= Action item =
Could every entry be set down once more, exactly as given?

(Referring expression pointing data)
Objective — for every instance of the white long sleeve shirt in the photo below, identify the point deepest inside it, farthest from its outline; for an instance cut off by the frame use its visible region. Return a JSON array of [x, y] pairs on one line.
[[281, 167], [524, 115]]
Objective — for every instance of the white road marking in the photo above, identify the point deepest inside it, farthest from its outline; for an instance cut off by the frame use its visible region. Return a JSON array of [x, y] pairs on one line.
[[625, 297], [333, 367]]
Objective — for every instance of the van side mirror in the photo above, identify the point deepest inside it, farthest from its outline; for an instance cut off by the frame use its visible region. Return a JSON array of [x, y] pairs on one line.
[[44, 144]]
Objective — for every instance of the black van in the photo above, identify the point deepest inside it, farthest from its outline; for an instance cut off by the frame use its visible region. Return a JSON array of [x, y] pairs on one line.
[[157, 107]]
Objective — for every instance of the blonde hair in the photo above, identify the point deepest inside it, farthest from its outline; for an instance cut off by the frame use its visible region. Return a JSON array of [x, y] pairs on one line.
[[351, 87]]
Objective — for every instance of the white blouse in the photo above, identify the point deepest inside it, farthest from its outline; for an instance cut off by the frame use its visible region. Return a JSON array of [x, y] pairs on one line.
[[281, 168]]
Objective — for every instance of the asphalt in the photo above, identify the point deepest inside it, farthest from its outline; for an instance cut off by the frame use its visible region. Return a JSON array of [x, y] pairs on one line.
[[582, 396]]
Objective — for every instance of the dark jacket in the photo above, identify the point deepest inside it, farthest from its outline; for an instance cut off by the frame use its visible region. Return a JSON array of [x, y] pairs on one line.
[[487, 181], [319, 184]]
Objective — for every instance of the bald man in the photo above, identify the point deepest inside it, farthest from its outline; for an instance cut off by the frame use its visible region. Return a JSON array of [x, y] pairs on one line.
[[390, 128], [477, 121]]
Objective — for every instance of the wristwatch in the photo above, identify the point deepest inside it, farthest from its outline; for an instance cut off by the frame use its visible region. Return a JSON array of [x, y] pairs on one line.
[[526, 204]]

= Completed task =
Objective — for every instance of the white long sleeve shirt in the photo below, identify the point deepest inside it, farthest from its outline; for an instance cut off by the frame use its visible region. Return a JSON array of [x, y] pairs on one line.
[[281, 167], [524, 115]]
Objective — for every instance of the white road marking in the photo above, identify the point deepest inside it, farthest from its outline; for an instance cut off by the frame use its visible region. Return a JSON array of [x, y] pairs on one line.
[[625, 297], [333, 367]]
Objective — for every instance of the van side mirror in the photo above, identify the point deepest inside it, farthest from its outline; for an instance cut off by the frame use its visible region. Return a JSON array of [x, y] pairs on one line.
[[44, 144]]
Objective — for every instance of the black van in the photo above, identify the point deepest inside it, farthest from its outline; for an instance cut off by the frame use its visible region. Return a JSON array of [x, y] pairs on one line.
[[157, 107]]
Objective — for every instance of the blonde hair in the photo above, identify the point deepest inside it, farthest from its outline; for an instance cut off by the frame use its visible region. Return a JSON array of [x, y] pairs on one line.
[[351, 87]]
Objective — for every instance of the white blouse in the photo above, identify the point deepest inside it, farthest from its outline; for an instance cut off by the frame use its visible region. Return a JSON array of [x, y] pairs on one line.
[[281, 168]]
Objective — for every instance of the asphalt in the photo above, identify the point deepest inside it, farthest from its outline; for an instance cut off by the frame use its visible region. Return a JSON array of [x, y] pairs on one line.
[[582, 396]]
Objective — for every instance of the dark jacket in the photo above, identify the point deepest inside it, farthest from its outline; for an instance cut off by the frame use its visible region. Return a JSON array of [x, y] pairs on one line.
[[487, 181], [319, 184]]
Objective — for every instance of the bald man in the photo above, identify the point deepest inside it, farthest from its outline; for an instance cut off by the frame use its visible region. Return a JSON array of [x, y] pairs on one line.
[[390, 128], [477, 121]]
Objective — for every instance of the wristwatch in the photo above, identify the point deepest inside it, farthest from its outline; for an instance cut off by the frame use its visible region. Return a JSON array of [x, y] pairs on one line.
[[526, 204]]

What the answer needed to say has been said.